WORK TO DO: Count the lines in the rows below that contain the string "dark", treating uppercase and lowercase as different. Give only the number.

DATASET RECORDS:
____

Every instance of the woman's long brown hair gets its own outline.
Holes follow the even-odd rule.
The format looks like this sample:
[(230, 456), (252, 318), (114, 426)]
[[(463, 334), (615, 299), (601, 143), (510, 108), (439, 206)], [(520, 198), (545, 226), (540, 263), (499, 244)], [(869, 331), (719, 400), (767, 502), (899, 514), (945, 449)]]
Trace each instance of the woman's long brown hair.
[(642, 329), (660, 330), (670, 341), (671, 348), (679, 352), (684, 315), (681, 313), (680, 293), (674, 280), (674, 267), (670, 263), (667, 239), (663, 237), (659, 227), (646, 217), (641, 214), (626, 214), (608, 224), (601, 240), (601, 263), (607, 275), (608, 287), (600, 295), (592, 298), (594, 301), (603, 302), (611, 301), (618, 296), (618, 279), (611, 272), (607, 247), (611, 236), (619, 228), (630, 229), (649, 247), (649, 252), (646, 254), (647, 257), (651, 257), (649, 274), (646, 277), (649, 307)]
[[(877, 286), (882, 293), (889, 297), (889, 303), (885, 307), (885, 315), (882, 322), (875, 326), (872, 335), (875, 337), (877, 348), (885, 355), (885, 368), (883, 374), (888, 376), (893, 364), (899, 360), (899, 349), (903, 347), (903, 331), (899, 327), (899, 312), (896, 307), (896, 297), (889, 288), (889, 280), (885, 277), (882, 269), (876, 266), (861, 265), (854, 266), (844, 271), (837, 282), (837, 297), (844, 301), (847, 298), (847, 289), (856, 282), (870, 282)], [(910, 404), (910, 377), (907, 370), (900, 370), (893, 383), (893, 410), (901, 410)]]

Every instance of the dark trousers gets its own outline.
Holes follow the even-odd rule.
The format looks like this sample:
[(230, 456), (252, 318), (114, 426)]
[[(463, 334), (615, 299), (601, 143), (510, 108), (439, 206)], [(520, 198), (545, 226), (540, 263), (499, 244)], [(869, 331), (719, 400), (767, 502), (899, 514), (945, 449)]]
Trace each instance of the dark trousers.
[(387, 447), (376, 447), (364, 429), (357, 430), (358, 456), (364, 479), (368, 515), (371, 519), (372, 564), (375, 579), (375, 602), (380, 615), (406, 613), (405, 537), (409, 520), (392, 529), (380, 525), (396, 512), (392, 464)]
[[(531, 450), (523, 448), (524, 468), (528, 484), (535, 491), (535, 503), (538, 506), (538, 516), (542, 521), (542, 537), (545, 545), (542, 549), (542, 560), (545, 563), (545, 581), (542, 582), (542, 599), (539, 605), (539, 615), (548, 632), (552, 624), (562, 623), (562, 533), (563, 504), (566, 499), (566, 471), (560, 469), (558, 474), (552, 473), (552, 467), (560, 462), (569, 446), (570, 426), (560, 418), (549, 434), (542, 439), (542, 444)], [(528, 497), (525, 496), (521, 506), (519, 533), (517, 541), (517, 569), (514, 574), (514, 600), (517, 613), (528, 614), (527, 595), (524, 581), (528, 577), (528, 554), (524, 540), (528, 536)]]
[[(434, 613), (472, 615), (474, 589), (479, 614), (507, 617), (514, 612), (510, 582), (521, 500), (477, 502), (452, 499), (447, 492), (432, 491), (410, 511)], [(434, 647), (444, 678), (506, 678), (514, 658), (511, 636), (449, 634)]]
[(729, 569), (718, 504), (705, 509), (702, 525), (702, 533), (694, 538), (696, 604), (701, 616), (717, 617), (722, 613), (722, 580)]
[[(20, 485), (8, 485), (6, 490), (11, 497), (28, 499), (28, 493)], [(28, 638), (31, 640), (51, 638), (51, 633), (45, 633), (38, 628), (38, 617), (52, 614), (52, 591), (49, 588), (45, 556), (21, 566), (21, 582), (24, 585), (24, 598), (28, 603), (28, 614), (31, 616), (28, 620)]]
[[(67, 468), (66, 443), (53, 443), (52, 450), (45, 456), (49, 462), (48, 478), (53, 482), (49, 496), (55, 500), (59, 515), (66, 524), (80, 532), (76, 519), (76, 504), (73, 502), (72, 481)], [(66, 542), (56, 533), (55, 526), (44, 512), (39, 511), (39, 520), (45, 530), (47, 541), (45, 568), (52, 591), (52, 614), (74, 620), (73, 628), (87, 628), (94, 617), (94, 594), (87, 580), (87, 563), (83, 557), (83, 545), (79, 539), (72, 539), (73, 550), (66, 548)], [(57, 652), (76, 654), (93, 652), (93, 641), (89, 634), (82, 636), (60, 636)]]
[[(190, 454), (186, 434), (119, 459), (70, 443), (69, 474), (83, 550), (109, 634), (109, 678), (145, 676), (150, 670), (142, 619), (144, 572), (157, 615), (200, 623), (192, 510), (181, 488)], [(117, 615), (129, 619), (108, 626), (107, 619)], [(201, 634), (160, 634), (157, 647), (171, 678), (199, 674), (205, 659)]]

____

TASK RESULT: 2